> Goal: Reproduce the part of the grooving insert discussion from "You have a top" up to and including "that a problem?".

Here is another example.
This is typical geometry of a grooving insert. The cutting edge emphasized in red. Unlike in the case of the blade which was dealt with by drawoh, where opinions were expressed that it can be succesfully defined by the means of profile controls without any additional standardized modifiers/notes, the outline of the cutting edge in this case doesn't appear as a straight line in every view. Therefore in my opinion, can't be described through 2 flat tolerance zones for a line element intersecting at the theoretical "true" edge. For cutting tools the wedge angle (between the flank and the rake faces) is usually less than 90°, and what you see in the top view as a straight line is not the entire flank face, but only the edge. Sometimes the flank is not a flat face at all, and includes a "compensation" convexity so that the edge remains straight enough in spite of it's dendency tendency to become concave because of the effect of the chip breaker's concavity. What should be inspected is the location of the cutting edge relative to datum features, it's resultant straightness (in the top view), and orientation (such as perpendicularity) relative to datum features.

Do you think that this case can be dealt with without the "PROJECTED EDGE" modifier, and a note specifying the projection direction (which can be defined by the means of fixed orientation in relation to datum features)?

 

[drawoh]

Sem_D220,

You have a top surface and front and side surface all of which can be controlled by surface profiles. The sharp edge is where these faces intersect. Is that a problem?

The sharp edge needs to be controlled by some cutting test.

--
JHG

 

[Sem_D220]

drawoh,
Controlling the cutting edge by applying surface profile on the intersecting surfaces is an indirect method to control edge geometry and it is both more complicated and less reliable.

Extracted items
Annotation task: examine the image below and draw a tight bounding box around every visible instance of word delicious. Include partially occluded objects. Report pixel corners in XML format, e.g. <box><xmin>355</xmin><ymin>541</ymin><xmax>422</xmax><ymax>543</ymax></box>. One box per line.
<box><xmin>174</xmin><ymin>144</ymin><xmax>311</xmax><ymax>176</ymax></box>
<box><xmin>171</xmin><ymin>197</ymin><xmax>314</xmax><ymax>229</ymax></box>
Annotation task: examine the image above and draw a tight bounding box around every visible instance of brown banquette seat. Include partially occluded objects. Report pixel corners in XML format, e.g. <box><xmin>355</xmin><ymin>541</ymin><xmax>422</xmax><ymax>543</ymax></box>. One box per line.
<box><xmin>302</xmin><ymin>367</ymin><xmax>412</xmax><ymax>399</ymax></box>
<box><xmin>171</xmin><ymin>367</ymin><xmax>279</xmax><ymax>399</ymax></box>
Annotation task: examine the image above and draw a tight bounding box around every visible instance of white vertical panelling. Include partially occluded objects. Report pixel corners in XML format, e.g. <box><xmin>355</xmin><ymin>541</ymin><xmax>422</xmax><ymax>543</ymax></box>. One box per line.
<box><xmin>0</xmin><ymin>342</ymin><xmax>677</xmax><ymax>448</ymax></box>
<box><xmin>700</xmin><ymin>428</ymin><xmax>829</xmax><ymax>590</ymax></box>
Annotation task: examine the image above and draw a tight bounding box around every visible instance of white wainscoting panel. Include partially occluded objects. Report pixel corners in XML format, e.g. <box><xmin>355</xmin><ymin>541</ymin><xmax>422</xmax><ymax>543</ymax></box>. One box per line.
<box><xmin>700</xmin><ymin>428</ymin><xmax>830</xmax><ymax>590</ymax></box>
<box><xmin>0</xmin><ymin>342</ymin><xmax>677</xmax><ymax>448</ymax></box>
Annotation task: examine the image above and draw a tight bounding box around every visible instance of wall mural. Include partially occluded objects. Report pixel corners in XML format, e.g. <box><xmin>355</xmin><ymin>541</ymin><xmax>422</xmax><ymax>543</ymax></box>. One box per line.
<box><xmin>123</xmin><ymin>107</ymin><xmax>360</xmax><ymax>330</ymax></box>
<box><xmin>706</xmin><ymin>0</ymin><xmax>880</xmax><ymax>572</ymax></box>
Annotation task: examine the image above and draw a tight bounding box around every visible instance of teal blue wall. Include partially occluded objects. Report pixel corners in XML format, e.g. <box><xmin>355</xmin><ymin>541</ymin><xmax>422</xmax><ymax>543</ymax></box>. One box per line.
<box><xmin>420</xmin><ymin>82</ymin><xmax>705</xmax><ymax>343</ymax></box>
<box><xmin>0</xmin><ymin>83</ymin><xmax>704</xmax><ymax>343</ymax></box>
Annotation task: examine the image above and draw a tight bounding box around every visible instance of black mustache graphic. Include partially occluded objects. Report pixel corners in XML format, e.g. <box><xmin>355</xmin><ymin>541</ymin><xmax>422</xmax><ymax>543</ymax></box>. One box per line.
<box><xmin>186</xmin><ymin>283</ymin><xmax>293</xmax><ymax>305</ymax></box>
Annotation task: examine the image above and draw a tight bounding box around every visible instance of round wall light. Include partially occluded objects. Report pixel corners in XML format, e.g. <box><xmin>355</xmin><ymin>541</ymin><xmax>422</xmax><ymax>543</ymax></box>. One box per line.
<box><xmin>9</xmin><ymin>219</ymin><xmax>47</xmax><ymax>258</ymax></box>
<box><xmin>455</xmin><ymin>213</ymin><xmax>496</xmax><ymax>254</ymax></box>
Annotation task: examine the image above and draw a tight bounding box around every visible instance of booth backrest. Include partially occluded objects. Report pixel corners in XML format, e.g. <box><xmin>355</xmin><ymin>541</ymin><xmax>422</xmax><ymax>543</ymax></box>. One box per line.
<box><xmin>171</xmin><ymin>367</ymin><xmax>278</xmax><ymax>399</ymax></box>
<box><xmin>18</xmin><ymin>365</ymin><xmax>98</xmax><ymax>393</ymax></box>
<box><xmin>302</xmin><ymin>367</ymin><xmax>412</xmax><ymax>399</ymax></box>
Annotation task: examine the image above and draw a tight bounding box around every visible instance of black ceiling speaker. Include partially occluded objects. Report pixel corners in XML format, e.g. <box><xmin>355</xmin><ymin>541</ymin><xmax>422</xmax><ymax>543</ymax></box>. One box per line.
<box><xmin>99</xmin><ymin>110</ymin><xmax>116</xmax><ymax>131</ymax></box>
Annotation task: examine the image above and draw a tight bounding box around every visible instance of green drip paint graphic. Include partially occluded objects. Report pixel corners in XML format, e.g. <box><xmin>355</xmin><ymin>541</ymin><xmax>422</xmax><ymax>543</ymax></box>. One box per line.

> Worked answer:
You have a top surface and front and side surface all of which can be controlled by surface profiles. The sharp edge is where these faces intersect. Is that a problem?